■ Required action ■
Repeat each entry below exactly as it stands.

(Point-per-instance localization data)
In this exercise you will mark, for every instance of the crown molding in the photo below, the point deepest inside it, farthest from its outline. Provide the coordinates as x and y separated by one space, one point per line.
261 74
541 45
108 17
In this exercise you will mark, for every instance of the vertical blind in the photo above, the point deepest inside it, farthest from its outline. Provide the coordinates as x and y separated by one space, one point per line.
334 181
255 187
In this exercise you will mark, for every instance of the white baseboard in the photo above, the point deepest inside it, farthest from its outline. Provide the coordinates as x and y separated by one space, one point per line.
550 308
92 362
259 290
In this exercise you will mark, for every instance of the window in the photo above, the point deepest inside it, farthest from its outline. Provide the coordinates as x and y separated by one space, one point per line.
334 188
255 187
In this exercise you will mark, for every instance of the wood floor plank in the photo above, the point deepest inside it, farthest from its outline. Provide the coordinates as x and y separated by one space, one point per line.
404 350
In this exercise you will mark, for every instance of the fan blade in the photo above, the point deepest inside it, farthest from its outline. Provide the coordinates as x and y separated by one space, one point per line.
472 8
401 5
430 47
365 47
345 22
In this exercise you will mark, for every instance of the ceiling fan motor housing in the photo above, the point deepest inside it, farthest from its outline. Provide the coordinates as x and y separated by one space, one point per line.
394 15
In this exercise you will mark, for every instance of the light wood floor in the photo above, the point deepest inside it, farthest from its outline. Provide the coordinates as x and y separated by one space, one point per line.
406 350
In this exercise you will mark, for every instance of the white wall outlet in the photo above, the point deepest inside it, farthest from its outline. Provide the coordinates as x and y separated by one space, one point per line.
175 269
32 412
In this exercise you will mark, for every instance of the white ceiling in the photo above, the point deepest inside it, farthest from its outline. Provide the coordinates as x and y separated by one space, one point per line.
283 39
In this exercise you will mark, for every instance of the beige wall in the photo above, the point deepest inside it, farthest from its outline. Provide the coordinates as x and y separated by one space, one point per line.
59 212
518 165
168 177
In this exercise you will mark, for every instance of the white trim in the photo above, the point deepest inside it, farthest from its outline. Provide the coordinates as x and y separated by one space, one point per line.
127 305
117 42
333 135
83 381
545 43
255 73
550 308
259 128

■ Finished task ■
In this exercise you will mark, for every instance of the crown molding in the photo below, the point deepest inside it, farthest from its outline. Provide the coordinates as x and y separated by one space, one point per line.
261 74
541 45
108 17
In this exercise you will mark, for every instance of the vertical blind in the photo above, the point deepest inside it, farthest from its outline. Provide the coordinates as x and y separated by one space, one point per line.
334 181
255 187
In this exercise you will mark, for every instance of the white baseboard in the photo above, the point deepest inside it, farthest from its outline. Provide the coordinates as x and y separated by one space, one point per line.
550 308
92 362
259 290
In this exercise you will mark, for every instance of the window in the photo above, the point deepest inside it, farthest from its outline. Provide the coordinates as x and y separated by one space, one point per line.
334 188
255 187
In this exercise you will mark, for every instance of the wood floor plank in the photo above, the point deepest inside it, farthest from its outline. Provide the coordinates as x and y separated by one space, one point per line.
404 350
In this exercise you will mark, for every instance of the fan blade in the photo above, the point deepest inside it, farthest from its outline. Provide the coordinates as x and y separated by one space, one point per line.
472 8
401 5
430 47
365 47
345 22
In this exercise you will mark, for every instance of the ceiling fan motor housing in the photo above, the point deepest inside it, farthest from its outline. Provide the coordinates as x and y separated by one space, one point per line.
394 15
In this exercise you will mark, for every instance of the light wood floor in the photo above, the point deepest inside it, farthest from its outline. Provide the coordinates as x and y separated by one space, one point per line.
406 350
In this exercise you will mark, for every instance of the white wall outlet in the photo above, the point deepest inside it, farthest from its outline. Provide the coordinates as x and y separated by one space, one point per line.
175 269
32 412
In this exercise you will mark, for every instance of the white ceiling in the photo above, the point deepest inside it, farthest from its outline. Provide the coordinates as x and y separated by one space, one point per line.
283 39
In this exercise you will mark, for every instance of the beige wall in the photo above, the point deepest inside it, farthest from its outline. Provide the coordinates as x and y separated by one space, one point per line.
59 212
518 165
168 177
In this exercise you will mark, for every instance of the white trim in the photo above, the point deepest inside it, farthest from its outline. Provide the coordinates as x and y separated by one space, one point per line.
127 305
117 42
333 135
83 381
545 43
255 73
550 308
259 128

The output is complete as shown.